The First Day I Quit Smoking: My Toughest Challenge

July 1, 2015 — this was the day I had been anticipating, the day I finally chose to quit smoking for good. As soon as I woke up, the craving hit me hard. I had smoked heavily the night before, almost as if trying to prepare for what was to come. My first instinct was to reach for a cigarette, forgetting momentarily that today was different.
“I can’t ruin my plans now,” I told myself, forcing my mind away from the thought of smoking. I reminded myself of all the reasons why I needed to stop—the damage to my health, the money wasted, the people who doubted I could do it. Though I knew quitting shouldn’t be about proving others wrong, their skepticism fueled my determination.
A Battle Against Cravings
Throughout the day, I fought my urges by chewing on nicotine gum, drinking plenty of water, and immersing myself in work. The gum helped take the edge off my cravings, giving me just enough relief to push through each hour without giving in. Thankfully, my usual smoke-break companion was on leave, making it easier to resist stepping outside for a cigarette. Still, the withdrawal symptoms hit me hard. My body felt like it was shutting down—I was exhausted, nauseous, and overwhelmed by an unbearable backache. I struggled to concentrate, but despite feeling utterly drained, I refused to give in.

> EXTRACTED ENTRIES:
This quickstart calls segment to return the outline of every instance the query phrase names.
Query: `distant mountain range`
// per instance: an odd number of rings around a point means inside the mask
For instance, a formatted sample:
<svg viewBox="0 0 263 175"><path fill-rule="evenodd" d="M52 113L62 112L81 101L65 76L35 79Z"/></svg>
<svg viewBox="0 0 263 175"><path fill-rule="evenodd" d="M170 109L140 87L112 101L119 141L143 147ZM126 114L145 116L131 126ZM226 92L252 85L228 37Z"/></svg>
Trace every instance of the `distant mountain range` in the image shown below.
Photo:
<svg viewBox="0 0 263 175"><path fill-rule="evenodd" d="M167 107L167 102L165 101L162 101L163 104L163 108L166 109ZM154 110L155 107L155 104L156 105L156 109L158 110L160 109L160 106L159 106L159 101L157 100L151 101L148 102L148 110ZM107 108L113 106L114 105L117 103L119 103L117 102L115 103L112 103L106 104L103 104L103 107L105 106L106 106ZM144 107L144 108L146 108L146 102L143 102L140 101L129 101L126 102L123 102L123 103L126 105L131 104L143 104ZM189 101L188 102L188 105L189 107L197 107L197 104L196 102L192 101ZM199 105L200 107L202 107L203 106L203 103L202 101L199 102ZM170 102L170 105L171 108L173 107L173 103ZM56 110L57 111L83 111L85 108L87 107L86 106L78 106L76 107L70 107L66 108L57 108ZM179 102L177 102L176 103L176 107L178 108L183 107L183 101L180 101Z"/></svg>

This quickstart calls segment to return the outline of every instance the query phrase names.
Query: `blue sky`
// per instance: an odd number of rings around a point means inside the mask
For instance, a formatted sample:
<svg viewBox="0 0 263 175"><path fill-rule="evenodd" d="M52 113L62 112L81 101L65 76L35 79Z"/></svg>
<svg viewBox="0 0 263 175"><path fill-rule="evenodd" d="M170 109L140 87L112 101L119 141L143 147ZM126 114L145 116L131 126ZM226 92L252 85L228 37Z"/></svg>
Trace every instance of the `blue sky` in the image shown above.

> WHAT TO DO:
• 1. Set down the stretch of the quit-smoking account from "A Battle Against" through "to give in." word for word.
• 2. Supply the next part of the account of the first day without cigarettes, starting after its last sentence.

> RESPONSES FOR EACH TASK:
• 1.
A Battle Against Cravings
Throughout the day, I fought my urges by chewing on nicotine gum, drinking plenty of water, and immersing myself in work. The gum helped take the edge off my cravings, giving me just enough relief to push through each hour without giving in. Thankfully, my usual smoke-break companion was on leave, making it easier to resist stepping outside for a cigarette. Still, the withdrawal symptoms hit me hard. My body felt like it was shutting down—I was exhausted, nauseous, and overwhelmed by an unbearable backache. I struggled to concentrate, but despite feeling utterly drained, I refused to give in.

• 2.
When it was time to go home, a new challenge arose. I had developed a habit of smoking before heading home, and the familiar routine pulled at me. “Don’t even think about it. One puff, and you’ll fail,” I whispered to myself. Clenching my fists, I resisted. And for the first time in years, I walked through my front door without having smoked a single cigarette all day.
A Sleepless Night
I thought my struggle was over for the day, but I was wrong. That night was brutal. I woke up multiple times, gasping for air, my body trembling from panic attacks. My chest felt tight, and I was overwhelmed with the urge to smoke. In desperation, I drank glass after glass of water. At one point, I licked a bit of salt off my fingertip—something I had read could help reduce cravings. It worked, if only for a moment.
Can I Keep Going?
You have no idea how hard this first day was. Physically, emotionally, and mentally, I was a wreck. It felt like I was losing my mind. But I couldn’t let the cravings win. I had come too far to turn back now.
Would I be able to push through the coming days? I didn’t know. But I knew one thing for sure—there was no way I was giving up without a fight.